» SELECTION
Giant wave crashing over forest.
Image courtesy of author.

The importance of data quality for product-led companies

Kevin Hu, PhD


Data touches every aspect of a PLG company, from personalization to strategy. But if the success of the business depends on data, then poor data quality directly impacts the top and bottom line.

Driven by success stories like Slack (which reached a $7B valuation in just five years 🤯), Datadog, and HubSpot, product-led growth (PLG) has become a hot topic in the software world.

Defined by OpenView as “an end user-focused growth model that relies on the product itself as the primary driver of customer acquisition, conversion, and expansion,” PLG often better reflects consumer buying behaviors, even in enterprise sales cycles. In fact, as Harvard Business Review reported in Feb. 2022 that 43% of B2B buyers prefer to buy directly, without speaking to a salesperson.

PLG initiatives don’t just help folks talk with salespeople less (no offense sales folks), but often results in other major benefits over more traditional sales- and marketing-led growth:

  • Often, the product is better. Product quality is top-of-mind and more resources are allocated to product development and testing, rather than sales and marketing.
  • Prospects are motivated and qualified when they enter the sales funnel. They aren’t making a purchase decision after being wined and dined by a salesperson — they’re genuinely interested in the product itself.
  • Stronger unit economics. With word-of-mouth and a funnel of customers who are already familiar with the product, marketing and sales teams don’t require as much effort to acquire new customers.

» STORED RECORDS
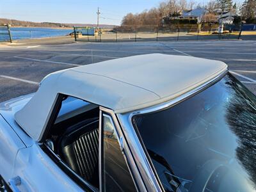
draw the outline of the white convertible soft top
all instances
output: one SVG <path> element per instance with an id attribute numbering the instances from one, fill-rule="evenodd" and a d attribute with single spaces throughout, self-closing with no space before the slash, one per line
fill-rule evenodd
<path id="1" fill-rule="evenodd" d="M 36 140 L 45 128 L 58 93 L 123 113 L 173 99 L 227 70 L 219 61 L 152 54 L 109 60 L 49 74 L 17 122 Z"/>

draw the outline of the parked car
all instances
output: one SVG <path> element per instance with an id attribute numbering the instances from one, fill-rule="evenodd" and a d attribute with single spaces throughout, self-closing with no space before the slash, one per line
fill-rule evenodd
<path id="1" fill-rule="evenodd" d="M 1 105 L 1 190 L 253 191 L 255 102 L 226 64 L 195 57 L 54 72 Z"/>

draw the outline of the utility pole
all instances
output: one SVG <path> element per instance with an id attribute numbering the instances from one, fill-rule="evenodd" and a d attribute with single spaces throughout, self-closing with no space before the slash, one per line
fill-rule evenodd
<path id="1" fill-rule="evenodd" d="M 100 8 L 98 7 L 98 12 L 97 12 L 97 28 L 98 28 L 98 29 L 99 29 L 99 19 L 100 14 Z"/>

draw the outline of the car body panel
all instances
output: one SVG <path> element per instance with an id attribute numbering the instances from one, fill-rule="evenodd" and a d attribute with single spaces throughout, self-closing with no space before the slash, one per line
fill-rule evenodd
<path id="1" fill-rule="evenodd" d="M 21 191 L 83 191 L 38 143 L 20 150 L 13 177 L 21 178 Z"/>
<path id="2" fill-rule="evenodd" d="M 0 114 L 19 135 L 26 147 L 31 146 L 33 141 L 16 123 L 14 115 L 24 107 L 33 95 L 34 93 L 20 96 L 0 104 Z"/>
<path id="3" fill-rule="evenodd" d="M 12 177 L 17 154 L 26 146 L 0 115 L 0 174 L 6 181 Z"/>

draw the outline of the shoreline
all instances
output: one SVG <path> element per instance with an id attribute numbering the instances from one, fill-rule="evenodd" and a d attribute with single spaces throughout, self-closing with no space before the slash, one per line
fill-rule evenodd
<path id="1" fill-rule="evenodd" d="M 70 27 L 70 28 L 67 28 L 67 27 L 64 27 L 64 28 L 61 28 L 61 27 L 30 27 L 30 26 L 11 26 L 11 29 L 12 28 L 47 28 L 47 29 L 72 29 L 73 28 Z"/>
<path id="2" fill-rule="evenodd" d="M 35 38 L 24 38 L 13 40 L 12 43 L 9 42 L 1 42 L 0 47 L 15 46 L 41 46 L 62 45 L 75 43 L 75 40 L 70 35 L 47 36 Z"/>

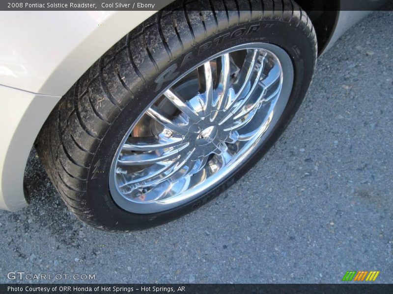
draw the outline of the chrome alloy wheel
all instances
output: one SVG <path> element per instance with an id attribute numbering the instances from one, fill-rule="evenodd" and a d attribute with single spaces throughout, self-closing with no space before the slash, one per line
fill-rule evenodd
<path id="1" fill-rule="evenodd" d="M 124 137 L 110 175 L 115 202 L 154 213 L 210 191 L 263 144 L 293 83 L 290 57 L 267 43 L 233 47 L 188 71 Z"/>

...

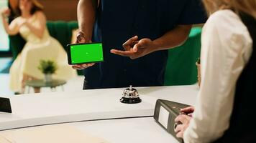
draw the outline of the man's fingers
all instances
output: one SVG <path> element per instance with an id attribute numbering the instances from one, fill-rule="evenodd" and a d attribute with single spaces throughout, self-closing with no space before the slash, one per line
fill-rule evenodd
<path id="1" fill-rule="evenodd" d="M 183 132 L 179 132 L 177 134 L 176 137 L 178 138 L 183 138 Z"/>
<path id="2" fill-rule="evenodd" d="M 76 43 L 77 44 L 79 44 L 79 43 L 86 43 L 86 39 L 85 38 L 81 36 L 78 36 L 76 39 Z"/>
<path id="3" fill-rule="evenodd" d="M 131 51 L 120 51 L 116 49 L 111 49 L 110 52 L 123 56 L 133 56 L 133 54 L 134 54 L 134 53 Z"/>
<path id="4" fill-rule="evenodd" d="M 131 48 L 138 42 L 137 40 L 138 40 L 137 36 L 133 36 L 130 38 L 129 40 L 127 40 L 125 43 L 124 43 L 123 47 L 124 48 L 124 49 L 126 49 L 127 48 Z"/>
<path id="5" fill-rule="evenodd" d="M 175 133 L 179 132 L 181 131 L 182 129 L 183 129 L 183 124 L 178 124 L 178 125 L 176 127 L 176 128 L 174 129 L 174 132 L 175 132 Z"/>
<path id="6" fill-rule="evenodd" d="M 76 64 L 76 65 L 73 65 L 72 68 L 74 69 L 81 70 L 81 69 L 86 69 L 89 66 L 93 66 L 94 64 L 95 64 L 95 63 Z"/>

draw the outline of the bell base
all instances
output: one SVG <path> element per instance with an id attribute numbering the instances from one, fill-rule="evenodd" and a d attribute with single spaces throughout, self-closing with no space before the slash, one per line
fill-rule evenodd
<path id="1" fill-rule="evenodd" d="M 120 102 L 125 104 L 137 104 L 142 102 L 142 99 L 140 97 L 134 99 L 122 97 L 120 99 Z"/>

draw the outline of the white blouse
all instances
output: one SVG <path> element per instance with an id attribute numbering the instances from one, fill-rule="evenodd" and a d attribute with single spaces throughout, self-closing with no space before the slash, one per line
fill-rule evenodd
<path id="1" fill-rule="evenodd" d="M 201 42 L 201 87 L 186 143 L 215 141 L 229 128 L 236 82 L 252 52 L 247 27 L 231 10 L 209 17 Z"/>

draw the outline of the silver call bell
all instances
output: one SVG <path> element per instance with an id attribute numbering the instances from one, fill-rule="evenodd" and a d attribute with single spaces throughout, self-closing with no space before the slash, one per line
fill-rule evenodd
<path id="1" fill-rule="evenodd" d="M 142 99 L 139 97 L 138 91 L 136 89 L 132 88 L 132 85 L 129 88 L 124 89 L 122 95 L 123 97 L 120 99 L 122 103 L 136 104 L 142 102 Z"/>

--

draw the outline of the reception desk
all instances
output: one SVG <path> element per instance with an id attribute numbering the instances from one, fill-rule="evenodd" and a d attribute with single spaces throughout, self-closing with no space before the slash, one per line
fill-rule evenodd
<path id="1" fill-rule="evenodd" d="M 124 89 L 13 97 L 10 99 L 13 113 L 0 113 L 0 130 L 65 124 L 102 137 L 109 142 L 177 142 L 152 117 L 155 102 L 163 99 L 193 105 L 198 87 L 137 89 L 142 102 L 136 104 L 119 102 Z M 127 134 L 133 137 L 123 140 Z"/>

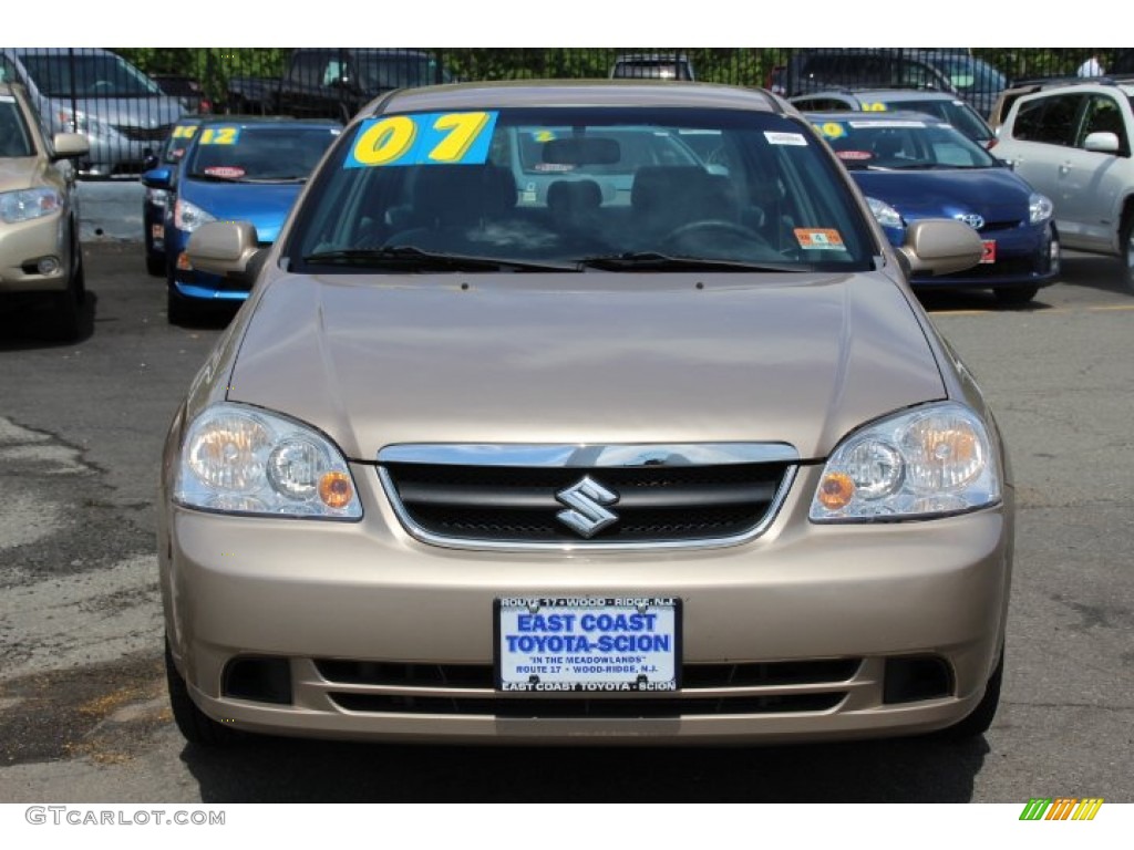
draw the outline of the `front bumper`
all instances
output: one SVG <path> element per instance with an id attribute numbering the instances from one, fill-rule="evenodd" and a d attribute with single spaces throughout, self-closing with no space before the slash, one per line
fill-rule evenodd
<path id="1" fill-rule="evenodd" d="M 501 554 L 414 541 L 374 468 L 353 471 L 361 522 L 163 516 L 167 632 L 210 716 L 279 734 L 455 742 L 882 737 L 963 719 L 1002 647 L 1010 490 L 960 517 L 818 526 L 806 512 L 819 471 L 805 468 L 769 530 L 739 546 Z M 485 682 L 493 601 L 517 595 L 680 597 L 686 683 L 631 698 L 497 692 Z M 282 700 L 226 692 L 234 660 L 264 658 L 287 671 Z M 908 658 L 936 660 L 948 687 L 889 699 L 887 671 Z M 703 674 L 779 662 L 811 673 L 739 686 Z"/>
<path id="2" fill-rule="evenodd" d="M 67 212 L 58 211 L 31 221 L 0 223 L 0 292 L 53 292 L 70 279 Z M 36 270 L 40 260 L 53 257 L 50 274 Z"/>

» TASKS FOR THIS EXERCISE
1) Answer these from the article on product-led growth:
(a) What valuation did Slack reach, and how long did it take?
(b) Whose definition of PLG does the article quote?
(c) What share of B2B buyers prefer to buy directly, according to Harvard Business Review?
2) Condense the paragraph of the article on product-led growth that begins "Defined by OpenView as" into two sentences, keeping its main facts.

» ANSWERS BELOW
1)
(a) $7B, in five years.
(b) OpenView's.
(c) 43%.

2) OpenView defines PLG as an end-user-focused growth model in which the product itself is the primary driver of customer acquisition, conversion, and expansion. PLG often better reflects how consumers buy, even in enterprise sales cycles, and Harvard Business Review reported in February 2022 that 43% of B2B buyers prefer to buy directly without speaking to a salesperson.